DATA FOR PROCESSING:
— start —

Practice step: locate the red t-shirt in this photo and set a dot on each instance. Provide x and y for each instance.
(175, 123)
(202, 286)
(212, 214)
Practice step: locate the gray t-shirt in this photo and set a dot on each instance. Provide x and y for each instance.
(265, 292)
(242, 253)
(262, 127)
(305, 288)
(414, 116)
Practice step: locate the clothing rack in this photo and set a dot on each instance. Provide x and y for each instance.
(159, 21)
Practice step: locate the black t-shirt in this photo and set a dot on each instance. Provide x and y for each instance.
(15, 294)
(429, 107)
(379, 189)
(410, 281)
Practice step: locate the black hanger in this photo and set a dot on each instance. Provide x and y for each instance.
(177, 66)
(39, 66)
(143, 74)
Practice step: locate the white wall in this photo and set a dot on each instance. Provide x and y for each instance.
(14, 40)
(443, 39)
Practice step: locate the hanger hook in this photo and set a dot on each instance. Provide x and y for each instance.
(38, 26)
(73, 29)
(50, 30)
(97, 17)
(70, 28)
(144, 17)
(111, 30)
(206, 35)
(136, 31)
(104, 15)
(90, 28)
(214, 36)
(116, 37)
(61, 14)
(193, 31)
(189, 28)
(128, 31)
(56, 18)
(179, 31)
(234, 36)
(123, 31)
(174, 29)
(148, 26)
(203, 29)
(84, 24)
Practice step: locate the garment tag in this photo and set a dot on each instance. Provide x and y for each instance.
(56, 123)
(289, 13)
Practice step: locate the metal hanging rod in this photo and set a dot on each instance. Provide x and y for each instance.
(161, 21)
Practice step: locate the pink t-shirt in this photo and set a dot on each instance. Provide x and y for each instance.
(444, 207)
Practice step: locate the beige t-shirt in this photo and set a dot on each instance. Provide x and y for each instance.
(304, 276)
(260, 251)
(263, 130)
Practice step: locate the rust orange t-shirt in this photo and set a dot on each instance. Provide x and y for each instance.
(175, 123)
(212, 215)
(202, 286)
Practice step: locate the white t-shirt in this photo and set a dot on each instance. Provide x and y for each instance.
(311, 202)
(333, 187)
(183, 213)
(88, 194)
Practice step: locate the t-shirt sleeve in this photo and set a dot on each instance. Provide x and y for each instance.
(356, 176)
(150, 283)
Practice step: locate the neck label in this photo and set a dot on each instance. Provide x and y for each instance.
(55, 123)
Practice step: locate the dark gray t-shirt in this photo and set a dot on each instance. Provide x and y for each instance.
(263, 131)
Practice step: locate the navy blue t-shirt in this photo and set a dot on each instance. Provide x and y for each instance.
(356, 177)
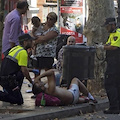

— end —

EXERCISE OBJECTIVE: Pick out every row above that contains the string "hanger" and copy each one in full. Case matters when matching.

EXERCISE ANSWER:
Practice step: locate the black hanger in this photo and set a dot on each instance. Provide x and y for each instance.
Practice step: locate the hanger hook in this photo and set a dot on each instance. Provide x and y for each instance.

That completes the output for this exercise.